Written task: The lines to be copied run from the one containing "Point out the front wheel" to the end of the material below; reproduce them exactly, including both ends, and nothing more.
--- START Records supplied ---
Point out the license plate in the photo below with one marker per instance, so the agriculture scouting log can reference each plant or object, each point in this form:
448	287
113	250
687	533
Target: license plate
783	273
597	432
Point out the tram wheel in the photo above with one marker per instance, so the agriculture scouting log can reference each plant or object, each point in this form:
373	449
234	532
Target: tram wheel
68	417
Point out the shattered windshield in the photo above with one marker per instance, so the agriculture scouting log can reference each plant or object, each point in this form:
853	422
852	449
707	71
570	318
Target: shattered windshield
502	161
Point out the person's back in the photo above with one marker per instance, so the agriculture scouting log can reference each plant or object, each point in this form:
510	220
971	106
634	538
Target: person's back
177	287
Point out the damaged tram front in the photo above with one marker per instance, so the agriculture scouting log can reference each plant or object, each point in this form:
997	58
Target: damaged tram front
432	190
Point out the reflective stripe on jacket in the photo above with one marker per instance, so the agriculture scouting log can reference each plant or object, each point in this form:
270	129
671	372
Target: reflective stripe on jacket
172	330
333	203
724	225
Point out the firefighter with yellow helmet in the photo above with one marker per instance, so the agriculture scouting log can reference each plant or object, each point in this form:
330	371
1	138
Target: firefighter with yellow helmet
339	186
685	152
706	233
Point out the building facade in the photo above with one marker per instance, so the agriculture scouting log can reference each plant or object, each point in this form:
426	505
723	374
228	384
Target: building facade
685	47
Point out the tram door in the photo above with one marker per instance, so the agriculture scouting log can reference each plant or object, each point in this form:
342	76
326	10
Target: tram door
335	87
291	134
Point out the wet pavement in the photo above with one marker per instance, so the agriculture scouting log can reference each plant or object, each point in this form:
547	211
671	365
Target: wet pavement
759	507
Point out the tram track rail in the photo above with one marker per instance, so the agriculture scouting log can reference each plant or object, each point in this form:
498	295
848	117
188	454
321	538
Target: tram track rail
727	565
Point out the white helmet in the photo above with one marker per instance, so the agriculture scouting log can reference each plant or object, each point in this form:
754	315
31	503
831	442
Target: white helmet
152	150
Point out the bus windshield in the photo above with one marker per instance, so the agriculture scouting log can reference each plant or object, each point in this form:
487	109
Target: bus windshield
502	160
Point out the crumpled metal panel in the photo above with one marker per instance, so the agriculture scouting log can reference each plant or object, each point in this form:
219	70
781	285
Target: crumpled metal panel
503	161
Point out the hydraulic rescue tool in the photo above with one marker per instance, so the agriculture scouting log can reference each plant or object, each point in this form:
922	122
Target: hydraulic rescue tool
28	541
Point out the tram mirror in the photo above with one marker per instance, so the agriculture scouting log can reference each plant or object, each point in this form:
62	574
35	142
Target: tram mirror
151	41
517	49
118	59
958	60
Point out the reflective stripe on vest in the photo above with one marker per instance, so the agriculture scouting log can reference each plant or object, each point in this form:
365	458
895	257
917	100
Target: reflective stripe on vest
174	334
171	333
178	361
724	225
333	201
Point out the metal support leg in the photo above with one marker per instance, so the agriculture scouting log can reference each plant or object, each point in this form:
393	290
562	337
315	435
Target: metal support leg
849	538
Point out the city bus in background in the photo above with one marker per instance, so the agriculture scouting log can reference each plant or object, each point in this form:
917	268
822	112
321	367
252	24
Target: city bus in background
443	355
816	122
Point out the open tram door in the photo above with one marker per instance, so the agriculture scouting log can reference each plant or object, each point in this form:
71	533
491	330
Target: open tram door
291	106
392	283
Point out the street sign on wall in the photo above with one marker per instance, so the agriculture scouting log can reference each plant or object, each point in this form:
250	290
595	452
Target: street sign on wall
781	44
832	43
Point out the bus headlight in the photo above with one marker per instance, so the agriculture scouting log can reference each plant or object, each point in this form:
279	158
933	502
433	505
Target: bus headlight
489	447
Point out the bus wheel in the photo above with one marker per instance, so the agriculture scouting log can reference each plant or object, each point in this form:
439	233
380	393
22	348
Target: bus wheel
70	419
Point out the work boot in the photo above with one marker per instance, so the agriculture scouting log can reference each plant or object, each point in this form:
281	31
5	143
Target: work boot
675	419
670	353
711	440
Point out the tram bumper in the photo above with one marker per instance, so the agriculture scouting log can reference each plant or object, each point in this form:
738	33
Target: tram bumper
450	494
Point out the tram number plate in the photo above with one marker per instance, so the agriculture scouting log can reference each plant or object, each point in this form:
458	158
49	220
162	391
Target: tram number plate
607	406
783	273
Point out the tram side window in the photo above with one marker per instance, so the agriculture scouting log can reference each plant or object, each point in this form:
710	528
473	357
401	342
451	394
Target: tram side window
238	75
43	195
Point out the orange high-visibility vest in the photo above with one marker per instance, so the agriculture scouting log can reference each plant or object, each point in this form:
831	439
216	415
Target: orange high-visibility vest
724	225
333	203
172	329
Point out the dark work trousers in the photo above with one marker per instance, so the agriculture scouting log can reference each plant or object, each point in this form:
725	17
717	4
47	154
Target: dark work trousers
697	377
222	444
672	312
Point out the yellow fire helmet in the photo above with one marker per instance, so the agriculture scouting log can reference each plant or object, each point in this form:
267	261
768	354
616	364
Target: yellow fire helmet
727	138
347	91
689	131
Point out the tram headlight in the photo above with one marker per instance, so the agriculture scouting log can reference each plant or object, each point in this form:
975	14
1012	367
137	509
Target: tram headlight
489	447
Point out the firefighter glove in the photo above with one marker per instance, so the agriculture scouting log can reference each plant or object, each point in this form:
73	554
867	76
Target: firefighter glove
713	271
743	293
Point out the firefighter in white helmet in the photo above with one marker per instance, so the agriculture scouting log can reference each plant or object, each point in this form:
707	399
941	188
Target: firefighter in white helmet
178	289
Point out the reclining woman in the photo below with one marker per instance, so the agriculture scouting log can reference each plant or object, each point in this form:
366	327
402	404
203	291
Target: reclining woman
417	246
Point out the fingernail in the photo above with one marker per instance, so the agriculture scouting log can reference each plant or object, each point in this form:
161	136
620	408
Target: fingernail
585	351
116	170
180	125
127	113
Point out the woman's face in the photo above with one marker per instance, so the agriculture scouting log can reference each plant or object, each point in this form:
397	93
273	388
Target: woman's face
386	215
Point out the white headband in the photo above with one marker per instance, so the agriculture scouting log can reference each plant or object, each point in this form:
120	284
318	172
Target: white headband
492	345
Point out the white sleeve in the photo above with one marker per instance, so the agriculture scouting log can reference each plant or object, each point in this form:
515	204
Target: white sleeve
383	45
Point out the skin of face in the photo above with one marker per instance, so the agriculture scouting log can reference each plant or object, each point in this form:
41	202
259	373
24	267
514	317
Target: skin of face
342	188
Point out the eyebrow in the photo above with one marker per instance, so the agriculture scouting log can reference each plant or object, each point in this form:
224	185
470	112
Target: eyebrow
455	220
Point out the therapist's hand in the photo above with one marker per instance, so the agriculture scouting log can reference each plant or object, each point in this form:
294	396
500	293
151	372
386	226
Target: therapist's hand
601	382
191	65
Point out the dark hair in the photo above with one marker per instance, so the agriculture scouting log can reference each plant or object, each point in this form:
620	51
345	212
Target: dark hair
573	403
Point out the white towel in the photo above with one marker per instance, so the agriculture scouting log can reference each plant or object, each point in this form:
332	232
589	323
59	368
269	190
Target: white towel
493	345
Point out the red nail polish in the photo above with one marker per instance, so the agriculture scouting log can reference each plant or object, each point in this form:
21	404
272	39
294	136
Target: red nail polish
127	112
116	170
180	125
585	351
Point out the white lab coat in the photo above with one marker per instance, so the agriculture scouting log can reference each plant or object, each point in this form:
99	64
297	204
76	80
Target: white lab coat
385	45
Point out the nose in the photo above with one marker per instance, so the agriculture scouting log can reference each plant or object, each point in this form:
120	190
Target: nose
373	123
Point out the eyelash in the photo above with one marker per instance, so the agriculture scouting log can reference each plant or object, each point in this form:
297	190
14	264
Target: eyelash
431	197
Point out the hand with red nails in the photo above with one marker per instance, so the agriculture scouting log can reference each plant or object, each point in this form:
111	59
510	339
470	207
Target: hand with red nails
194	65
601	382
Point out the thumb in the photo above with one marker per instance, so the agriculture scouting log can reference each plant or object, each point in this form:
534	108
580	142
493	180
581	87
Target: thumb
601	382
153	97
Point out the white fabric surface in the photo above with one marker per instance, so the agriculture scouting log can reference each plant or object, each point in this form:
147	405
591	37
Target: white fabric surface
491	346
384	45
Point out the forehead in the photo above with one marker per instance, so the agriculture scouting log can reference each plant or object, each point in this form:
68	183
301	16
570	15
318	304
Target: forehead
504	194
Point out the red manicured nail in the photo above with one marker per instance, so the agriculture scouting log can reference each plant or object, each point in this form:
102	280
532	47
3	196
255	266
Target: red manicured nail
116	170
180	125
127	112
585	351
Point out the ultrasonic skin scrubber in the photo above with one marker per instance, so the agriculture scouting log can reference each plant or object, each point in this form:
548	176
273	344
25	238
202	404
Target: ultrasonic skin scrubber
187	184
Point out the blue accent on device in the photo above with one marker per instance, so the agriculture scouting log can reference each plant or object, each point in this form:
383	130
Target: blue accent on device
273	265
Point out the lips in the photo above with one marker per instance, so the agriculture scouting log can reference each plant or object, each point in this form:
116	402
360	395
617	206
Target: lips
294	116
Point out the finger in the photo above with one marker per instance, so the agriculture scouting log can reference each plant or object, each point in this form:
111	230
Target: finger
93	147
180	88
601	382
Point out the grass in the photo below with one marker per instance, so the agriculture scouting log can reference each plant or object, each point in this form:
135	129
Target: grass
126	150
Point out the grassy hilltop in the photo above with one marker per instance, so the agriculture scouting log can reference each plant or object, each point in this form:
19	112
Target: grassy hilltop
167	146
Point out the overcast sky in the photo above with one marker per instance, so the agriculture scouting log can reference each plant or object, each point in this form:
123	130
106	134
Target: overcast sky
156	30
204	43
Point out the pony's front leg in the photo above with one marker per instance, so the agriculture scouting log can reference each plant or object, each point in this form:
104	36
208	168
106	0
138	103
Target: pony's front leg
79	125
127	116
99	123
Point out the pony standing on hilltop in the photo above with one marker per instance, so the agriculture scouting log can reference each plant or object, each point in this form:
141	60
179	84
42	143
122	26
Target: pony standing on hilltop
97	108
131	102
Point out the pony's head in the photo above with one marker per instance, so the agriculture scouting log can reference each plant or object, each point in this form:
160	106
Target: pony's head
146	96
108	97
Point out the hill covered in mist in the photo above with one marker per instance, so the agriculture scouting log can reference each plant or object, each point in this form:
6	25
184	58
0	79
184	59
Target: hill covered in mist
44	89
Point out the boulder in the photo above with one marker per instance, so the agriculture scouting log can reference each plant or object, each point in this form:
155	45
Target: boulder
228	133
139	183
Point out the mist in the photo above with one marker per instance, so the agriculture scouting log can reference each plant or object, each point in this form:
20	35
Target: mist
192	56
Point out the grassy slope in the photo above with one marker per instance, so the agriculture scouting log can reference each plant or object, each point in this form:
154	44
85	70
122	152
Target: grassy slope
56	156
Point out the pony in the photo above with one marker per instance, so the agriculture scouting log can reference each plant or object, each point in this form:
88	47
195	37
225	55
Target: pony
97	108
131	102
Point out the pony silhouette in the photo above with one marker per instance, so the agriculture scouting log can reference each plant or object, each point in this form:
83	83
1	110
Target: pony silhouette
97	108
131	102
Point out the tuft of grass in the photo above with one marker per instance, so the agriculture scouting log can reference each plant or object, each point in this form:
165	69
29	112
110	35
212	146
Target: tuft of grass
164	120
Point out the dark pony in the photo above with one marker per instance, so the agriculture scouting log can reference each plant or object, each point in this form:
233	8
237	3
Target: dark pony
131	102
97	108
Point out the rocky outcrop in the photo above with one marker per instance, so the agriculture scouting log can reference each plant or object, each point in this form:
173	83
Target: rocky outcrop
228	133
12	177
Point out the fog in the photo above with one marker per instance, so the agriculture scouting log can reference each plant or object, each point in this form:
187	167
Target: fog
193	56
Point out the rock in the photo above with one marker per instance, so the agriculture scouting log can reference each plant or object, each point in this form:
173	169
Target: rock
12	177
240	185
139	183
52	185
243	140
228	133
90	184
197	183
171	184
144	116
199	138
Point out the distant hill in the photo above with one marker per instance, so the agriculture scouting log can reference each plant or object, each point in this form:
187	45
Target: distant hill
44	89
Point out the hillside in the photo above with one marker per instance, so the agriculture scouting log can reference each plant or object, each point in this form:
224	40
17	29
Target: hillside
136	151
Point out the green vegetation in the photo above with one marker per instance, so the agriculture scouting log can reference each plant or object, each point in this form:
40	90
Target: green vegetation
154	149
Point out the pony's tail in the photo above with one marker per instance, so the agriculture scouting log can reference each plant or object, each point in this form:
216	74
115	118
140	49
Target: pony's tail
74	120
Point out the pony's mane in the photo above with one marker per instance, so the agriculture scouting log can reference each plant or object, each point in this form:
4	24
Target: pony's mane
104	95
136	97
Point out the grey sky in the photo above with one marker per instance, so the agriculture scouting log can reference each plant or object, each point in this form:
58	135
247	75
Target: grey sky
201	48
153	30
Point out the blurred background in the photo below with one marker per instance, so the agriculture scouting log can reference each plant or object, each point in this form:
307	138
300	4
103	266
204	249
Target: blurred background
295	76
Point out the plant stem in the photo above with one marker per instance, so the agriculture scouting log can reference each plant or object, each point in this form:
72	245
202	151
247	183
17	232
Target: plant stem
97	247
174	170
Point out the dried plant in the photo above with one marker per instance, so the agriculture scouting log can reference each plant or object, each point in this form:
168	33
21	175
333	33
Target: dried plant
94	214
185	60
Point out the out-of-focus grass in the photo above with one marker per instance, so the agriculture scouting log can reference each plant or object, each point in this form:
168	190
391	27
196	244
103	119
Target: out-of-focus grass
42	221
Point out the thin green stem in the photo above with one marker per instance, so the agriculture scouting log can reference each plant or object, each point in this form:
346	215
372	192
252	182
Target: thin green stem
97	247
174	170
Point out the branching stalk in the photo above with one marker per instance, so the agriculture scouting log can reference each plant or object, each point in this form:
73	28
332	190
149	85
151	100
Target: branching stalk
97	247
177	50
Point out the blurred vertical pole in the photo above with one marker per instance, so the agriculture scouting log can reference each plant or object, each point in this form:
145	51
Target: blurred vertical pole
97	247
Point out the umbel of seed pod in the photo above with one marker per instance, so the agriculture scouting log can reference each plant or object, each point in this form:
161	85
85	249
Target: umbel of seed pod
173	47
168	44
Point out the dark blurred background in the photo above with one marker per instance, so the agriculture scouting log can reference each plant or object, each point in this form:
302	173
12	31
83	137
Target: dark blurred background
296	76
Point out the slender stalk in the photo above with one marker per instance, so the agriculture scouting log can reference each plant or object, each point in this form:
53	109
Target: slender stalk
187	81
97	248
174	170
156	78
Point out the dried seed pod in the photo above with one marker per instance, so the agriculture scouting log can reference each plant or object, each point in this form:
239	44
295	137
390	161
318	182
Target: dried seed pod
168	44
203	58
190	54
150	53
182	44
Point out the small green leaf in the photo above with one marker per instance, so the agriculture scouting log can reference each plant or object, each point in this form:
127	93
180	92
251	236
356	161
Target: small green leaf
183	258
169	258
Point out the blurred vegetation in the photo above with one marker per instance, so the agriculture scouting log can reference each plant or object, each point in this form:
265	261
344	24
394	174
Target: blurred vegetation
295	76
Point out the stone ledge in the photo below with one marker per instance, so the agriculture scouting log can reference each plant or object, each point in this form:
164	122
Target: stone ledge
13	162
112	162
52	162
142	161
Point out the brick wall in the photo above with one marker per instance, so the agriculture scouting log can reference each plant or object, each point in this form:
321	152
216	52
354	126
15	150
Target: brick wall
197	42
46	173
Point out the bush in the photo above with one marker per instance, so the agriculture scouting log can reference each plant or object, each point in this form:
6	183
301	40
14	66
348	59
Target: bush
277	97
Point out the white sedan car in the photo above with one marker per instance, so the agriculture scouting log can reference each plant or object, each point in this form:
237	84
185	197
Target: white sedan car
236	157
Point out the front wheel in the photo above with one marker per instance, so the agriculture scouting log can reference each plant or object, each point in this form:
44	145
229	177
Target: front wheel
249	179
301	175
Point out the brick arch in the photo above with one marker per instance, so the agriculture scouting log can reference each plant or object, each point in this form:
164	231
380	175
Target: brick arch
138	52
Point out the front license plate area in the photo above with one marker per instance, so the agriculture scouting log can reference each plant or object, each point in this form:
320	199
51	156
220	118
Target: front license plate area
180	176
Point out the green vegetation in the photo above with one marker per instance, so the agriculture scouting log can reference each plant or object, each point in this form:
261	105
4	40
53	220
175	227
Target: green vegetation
--- END Records supplied ---
Reply to the exercise:
Point out the front wheel in the photo above with one marker per instance, so the agriculture scouting log can reference each plant or object, each point in this form:
44	145
229	177
Target: front wheel
249	179
301	175
Point out the brick arch in the photo above with one marker per instance, so the agriculture scouting log can reference each plant or object, each point in this form:
164	231
380	175
Target: brick arch
138	52
Point out the front license plate area in the photo above with one marker per instance, so the agriculture scouting log can reference each plant or object, each point in this form:
320	199
51	156
220	118
Target: front license plate area
180	176
Point out the green vegetation in the photo above with one marker per instance, so the agriculture scouting log can reference each plant or object, each point in this form:
261	105
4	40
53	220
175	227
Target: green vegetation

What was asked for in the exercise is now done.